[Start of Dataset rows]

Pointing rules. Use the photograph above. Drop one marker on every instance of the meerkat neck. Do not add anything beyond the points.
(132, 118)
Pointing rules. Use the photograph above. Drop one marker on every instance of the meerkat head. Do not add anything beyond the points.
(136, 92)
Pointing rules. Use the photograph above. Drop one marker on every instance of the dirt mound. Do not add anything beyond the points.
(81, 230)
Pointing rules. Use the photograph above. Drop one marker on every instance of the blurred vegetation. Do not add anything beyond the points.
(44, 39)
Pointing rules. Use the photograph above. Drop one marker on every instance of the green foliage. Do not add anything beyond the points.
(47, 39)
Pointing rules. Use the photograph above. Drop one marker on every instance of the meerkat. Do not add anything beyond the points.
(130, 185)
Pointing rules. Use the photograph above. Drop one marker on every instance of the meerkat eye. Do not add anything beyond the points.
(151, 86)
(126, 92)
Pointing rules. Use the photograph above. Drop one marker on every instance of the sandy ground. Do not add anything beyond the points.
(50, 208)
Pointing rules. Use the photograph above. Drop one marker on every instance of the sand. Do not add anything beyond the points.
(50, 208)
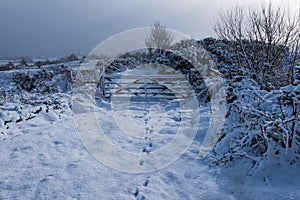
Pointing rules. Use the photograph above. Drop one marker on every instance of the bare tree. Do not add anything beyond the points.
(262, 37)
(160, 38)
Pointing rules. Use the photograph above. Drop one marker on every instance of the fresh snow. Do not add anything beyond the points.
(43, 157)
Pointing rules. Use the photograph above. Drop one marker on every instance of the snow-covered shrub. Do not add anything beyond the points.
(261, 126)
(269, 76)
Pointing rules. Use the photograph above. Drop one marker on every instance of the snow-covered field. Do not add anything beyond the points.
(43, 157)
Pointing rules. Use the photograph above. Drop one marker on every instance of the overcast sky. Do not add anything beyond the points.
(61, 27)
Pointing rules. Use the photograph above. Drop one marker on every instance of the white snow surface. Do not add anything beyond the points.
(42, 157)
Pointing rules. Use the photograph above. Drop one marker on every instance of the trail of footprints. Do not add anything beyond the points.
(17, 115)
(138, 192)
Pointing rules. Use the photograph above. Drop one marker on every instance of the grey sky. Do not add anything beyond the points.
(62, 27)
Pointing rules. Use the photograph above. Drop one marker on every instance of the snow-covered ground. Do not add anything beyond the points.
(43, 157)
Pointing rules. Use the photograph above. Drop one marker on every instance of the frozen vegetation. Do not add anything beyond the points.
(255, 157)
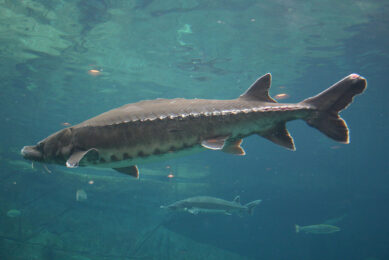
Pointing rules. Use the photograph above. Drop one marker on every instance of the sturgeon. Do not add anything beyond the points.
(159, 129)
(205, 204)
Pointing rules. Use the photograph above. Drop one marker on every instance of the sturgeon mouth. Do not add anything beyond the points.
(31, 153)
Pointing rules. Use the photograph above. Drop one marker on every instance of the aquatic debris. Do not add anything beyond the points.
(13, 213)
(81, 195)
(186, 29)
(46, 168)
(317, 229)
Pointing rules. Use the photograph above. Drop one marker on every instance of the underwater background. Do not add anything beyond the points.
(62, 62)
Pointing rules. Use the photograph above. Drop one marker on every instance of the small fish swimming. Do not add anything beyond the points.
(159, 129)
(81, 195)
(205, 204)
(13, 213)
(317, 229)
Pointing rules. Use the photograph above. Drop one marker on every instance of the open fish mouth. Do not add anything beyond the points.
(31, 153)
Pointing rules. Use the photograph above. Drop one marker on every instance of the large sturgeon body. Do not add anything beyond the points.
(157, 129)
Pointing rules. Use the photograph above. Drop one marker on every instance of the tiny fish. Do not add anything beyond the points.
(205, 204)
(81, 195)
(317, 229)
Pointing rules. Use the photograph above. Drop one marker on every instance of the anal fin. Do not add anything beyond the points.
(280, 135)
(131, 170)
(234, 147)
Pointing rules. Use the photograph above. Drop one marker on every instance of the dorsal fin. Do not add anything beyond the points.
(259, 91)
(76, 157)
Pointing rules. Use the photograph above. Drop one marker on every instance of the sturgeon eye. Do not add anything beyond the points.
(40, 146)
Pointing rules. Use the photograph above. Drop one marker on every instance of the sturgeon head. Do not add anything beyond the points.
(54, 149)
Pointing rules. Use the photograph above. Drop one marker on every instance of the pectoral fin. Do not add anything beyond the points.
(234, 147)
(131, 170)
(76, 157)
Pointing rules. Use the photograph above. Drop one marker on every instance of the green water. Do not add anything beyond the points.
(62, 62)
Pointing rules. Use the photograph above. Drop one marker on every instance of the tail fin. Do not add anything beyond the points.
(330, 102)
(297, 228)
(251, 205)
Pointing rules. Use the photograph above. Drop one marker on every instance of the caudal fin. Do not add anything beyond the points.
(330, 102)
(251, 205)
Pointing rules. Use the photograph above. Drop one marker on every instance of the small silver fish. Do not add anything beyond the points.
(205, 204)
(317, 229)
(81, 195)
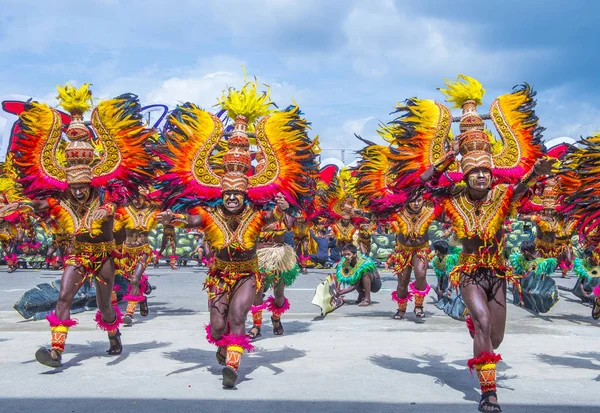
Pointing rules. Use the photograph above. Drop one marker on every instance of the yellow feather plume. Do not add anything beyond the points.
(75, 100)
(9, 187)
(465, 88)
(496, 144)
(247, 102)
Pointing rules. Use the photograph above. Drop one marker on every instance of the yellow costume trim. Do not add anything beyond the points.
(415, 225)
(469, 263)
(403, 256)
(89, 258)
(224, 275)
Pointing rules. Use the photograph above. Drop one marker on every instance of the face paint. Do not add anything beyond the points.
(416, 204)
(233, 202)
(480, 179)
(80, 192)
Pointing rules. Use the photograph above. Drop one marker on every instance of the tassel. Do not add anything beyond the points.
(277, 311)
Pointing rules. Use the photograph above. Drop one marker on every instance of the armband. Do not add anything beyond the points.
(444, 162)
(278, 214)
(25, 205)
(110, 208)
(529, 178)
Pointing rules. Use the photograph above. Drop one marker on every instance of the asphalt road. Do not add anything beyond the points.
(356, 359)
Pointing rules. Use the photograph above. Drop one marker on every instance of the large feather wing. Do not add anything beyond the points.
(191, 135)
(419, 136)
(291, 166)
(514, 116)
(124, 163)
(374, 187)
(36, 147)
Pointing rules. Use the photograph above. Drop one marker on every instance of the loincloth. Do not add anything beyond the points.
(276, 263)
(131, 257)
(486, 270)
(550, 249)
(224, 275)
(89, 258)
(403, 256)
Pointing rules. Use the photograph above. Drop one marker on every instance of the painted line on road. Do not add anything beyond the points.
(313, 289)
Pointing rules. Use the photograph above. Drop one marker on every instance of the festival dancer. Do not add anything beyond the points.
(375, 174)
(365, 236)
(412, 254)
(279, 268)
(138, 218)
(82, 195)
(358, 272)
(10, 191)
(542, 205)
(580, 165)
(443, 262)
(61, 244)
(536, 290)
(301, 230)
(233, 227)
(478, 198)
(169, 240)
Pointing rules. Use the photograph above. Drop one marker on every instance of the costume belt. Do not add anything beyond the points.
(93, 247)
(144, 248)
(411, 248)
(236, 266)
(544, 244)
(488, 260)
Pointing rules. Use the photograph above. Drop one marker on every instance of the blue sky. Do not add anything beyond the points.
(346, 63)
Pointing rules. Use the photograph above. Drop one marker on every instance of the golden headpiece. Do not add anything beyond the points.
(79, 153)
(236, 162)
(475, 146)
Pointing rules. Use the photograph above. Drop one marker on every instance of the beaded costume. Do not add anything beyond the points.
(53, 169)
(204, 164)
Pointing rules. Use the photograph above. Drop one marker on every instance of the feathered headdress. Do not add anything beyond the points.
(420, 136)
(582, 166)
(286, 157)
(48, 163)
(551, 192)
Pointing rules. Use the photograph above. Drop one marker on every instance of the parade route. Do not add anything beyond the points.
(356, 359)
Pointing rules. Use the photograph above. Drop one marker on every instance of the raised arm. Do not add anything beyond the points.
(435, 170)
(179, 220)
(27, 205)
(278, 213)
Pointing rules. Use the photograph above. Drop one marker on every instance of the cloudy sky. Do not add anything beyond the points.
(346, 63)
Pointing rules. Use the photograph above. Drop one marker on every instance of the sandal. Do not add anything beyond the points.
(419, 313)
(148, 288)
(278, 331)
(596, 309)
(116, 347)
(221, 358)
(399, 315)
(229, 377)
(486, 406)
(254, 333)
(44, 356)
(144, 308)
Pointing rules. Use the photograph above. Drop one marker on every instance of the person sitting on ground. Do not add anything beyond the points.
(199, 248)
(359, 273)
(322, 255)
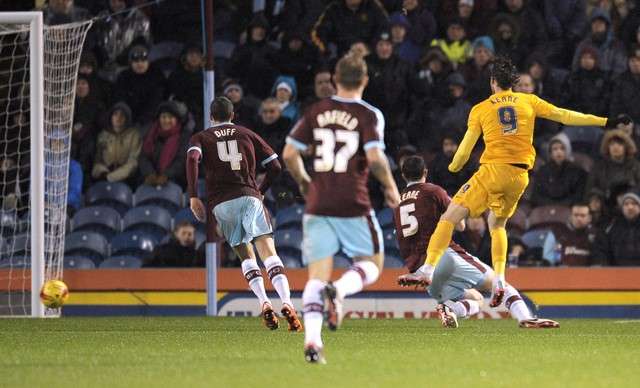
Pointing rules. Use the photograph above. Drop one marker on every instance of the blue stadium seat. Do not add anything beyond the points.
(91, 245)
(74, 262)
(393, 261)
(187, 215)
(390, 240)
(121, 263)
(385, 217)
(114, 194)
(288, 239)
(290, 217)
(341, 260)
(101, 219)
(132, 243)
(153, 220)
(169, 196)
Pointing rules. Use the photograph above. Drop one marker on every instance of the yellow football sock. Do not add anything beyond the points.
(439, 242)
(499, 245)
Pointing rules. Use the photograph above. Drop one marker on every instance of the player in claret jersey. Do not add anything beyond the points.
(230, 153)
(345, 136)
(459, 277)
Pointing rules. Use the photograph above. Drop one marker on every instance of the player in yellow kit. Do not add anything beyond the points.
(506, 121)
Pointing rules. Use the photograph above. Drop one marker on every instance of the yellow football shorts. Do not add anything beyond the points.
(494, 186)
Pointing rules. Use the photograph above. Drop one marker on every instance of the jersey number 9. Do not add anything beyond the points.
(508, 120)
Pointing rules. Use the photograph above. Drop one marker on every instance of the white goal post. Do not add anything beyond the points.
(50, 55)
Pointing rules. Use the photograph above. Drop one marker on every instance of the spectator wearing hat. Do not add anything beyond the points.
(162, 157)
(504, 30)
(404, 47)
(272, 126)
(625, 96)
(141, 86)
(117, 148)
(116, 31)
(344, 22)
(619, 245)
(476, 70)
(533, 35)
(611, 52)
(571, 244)
(439, 173)
(87, 117)
(559, 181)
(588, 87)
(185, 82)
(245, 112)
(455, 45)
(285, 91)
(389, 87)
(252, 62)
(618, 165)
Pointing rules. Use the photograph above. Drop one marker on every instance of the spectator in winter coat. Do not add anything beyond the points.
(618, 166)
(619, 245)
(439, 173)
(141, 86)
(87, 119)
(344, 22)
(455, 46)
(272, 126)
(180, 251)
(117, 148)
(286, 92)
(571, 244)
(245, 112)
(565, 21)
(611, 53)
(588, 86)
(162, 157)
(389, 86)
(252, 62)
(185, 83)
(476, 70)
(625, 96)
(533, 35)
(559, 181)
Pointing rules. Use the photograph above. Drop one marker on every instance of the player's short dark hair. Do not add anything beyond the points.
(413, 167)
(504, 72)
(221, 109)
(351, 71)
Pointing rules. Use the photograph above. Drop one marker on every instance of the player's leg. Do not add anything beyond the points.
(361, 239)
(319, 245)
(275, 269)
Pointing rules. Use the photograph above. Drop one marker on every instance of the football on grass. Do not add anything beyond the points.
(54, 293)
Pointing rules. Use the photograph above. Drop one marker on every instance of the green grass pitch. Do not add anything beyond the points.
(239, 352)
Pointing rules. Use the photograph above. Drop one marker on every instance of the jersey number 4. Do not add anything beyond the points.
(409, 221)
(228, 152)
(327, 158)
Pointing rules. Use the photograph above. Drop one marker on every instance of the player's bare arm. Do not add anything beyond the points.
(379, 166)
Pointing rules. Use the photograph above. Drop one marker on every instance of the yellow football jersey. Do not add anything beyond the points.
(506, 121)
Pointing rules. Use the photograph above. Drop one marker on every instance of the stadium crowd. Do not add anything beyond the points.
(139, 99)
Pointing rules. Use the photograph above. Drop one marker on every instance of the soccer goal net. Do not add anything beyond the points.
(38, 71)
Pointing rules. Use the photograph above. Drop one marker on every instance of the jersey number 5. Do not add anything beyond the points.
(408, 221)
(508, 120)
(228, 152)
(327, 158)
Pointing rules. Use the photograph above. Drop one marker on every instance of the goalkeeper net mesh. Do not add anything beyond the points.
(61, 57)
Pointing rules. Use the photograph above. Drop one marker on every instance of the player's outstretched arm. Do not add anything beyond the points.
(379, 166)
(295, 165)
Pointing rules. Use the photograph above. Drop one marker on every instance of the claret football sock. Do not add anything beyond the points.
(253, 275)
(275, 270)
(313, 310)
(361, 274)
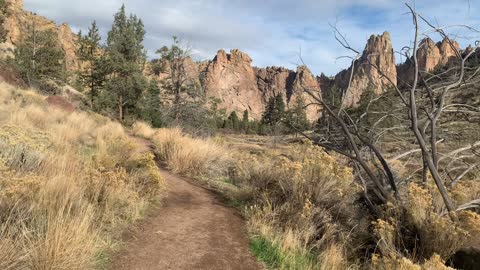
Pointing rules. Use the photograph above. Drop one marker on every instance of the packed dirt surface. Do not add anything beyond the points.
(192, 229)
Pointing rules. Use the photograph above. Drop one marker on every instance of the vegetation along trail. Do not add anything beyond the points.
(191, 230)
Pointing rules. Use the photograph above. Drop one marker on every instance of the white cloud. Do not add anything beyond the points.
(271, 31)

[End of Dataset rows]

What the task asks - Reproduce every line of the items, requests included, from the line containing "trail. Do not add anything beyond the points." through the final line of the items, offsetting each coordinate in the answers by adding 81 to both of its numbers.

Exercise response -
Pointing rules. Use the photograph above. Drop one marker on every instance of the vegetation along trail. Do not add anything beyond the points.
(272, 311)
Pointing rules. Use the photograph above. Drop one marker on every instance of the white cloud. Do not add anything beyond the points.
(352, 112)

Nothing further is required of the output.